#### [Что сделать]
A. Перепишите отрывок от «То есть для» до «Не захотел? Убоялся?» включительно, поменяв «Бердяев» на «Розанов».
B. Выпишите из отрывка всех правителей России, которые там упомянуты.

#### [Отрывок текста]
○ ○ ○ ○ ○

То есть для того чтобы исследовать одно из ужаснейших религиозных помрачений XX века, недостаточно искать его корни в христианстве, надобно многим глубже опуститься, из Нового Завета в Завет Ветхий, потрудиться заглянуть в бездну исторического прошлого, куда Бердяев заглядывать не стал. Не счел нужным? Не захотел? Убоялся?
Возможно ли религиозное движение вспять? Как оно рождается, какие знамения ему сопутствуют, как видоизменяются люди, идущие против течения религиозной жизни? Ленин ли повел Россию в Землю Обетованную, а на самом деле назад, в пустыню, к фараонам и рабству египетскому? А может статься, движение зародилось многим раньше – при Петре, при Иване Третьем? А вдруг идти вспять и не требовалось по простой и страшной причине, что Россия-Русь христианской никогда и не была, а всю свою историю блуждала между Египтом и Мертвым морем, и лишь чудилось ей, что христианская она, фатой-морганой от голода и тоски возникал перед ней идущий впереди не то Ангел Господень, не то сам Иисус Христос…
Так идут державным шагом —
Позади голодный пес,
Впереди – с кровавым флагом,
И за вьюгой невидим,
И от пули невредим,
Нежной поступью надвьюжной,
Снежной россыпью жемчужной,
В белом венчике из роз —
Впереди —…5
…У Блока-то впереди явно Антихрист. Ну, в крайнем случае, Иисус Навин, кровавый завоеватель Палестины, боговдохновенный убийца «нечистых» народов.

○ ○ ○ ○ ○

#### [Исходные материалы]
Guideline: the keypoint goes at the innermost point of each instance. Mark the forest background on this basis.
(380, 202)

○ ○ ○ ○ ○

#### [Ответы]
A.
То есть для того чтобы исследовать одно из ужаснейших религиозных помрачений XX века, недостаточно искать его корни в христианстве, надобно многим глубже опуститься, из Нового Завета в Завет Ветхий, потрудиться заглянуть в бездну исторического прошлого, куда Розанов заглядывать не стал. Не счел нужным? Не захотел? Убоялся?

B. Ленин, Петр, Иван Третий